Contour labeling records:
=======

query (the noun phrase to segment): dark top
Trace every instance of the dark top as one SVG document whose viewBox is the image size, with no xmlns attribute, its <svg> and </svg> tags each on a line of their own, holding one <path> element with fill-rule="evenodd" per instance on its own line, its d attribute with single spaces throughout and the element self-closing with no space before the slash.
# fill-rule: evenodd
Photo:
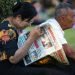
<svg viewBox="0 0 75 75">
<path fill-rule="evenodd" d="M 13 25 L 8 21 L 0 24 L 0 52 L 5 52 L 7 56 L 11 56 L 18 49 L 17 46 L 18 33 Z"/>
</svg>

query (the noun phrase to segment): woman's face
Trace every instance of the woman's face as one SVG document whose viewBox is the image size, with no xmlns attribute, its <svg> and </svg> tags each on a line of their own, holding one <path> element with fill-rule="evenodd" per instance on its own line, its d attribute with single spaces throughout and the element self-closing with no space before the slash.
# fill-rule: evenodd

=======

▶ _Aim_:
Please rewrite the records above, switching every "noun phrase" to "referring expression" and leaving everything else unchanged. Omit the pictures from your answer.

▶ _Answer to the problem_:
query (the referring expression to segment): dark top
Trace every instance of the dark top as one SVG document whose viewBox is the image size, with no xmlns attribute, its <svg> and </svg> tags each on a line of their own, holding one <path> element with fill-rule="evenodd" per instance on its own line, its d attribute with single spaces throughout and the element self-closing with no space before the slash.
# fill-rule: evenodd
Photo:
<svg viewBox="0 0 75 75">
<path fill-rule="evenodd" d="M 13 25 L 8 21 L 0 24 L 0 52 L 5 52 L 7 56 L 11 56 L 18 49 L 17 46 L 18 33 Z"/>
</svg>

query (the referring expression to segment): woman's face
Trace every instance of the woman's face as one SVG document whose viewBox is the image size, with no xmlns attribute, its <svg> and </svg> tags each on a line of their own, holding one <path> element with fill-rule="evenodd" per instance on its own line, its d attribute with single spaces throughout and the element self-closing with no space before the slash.
# fill-rule: evenodd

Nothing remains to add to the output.